* Start *

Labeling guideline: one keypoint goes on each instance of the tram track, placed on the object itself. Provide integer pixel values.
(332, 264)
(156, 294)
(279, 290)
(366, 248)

* End *

Rewrite the lines above, changing "tram track" to "railway line" and keeping everything else the same.

**FINISHED EXERCISE:**
Labeling guideline: one keypoint goes on each instance of the railway line, placed on the object itself. Provide integer pixel values.
(332, 264)
(156, 294)
(279, 290)
(366, 248)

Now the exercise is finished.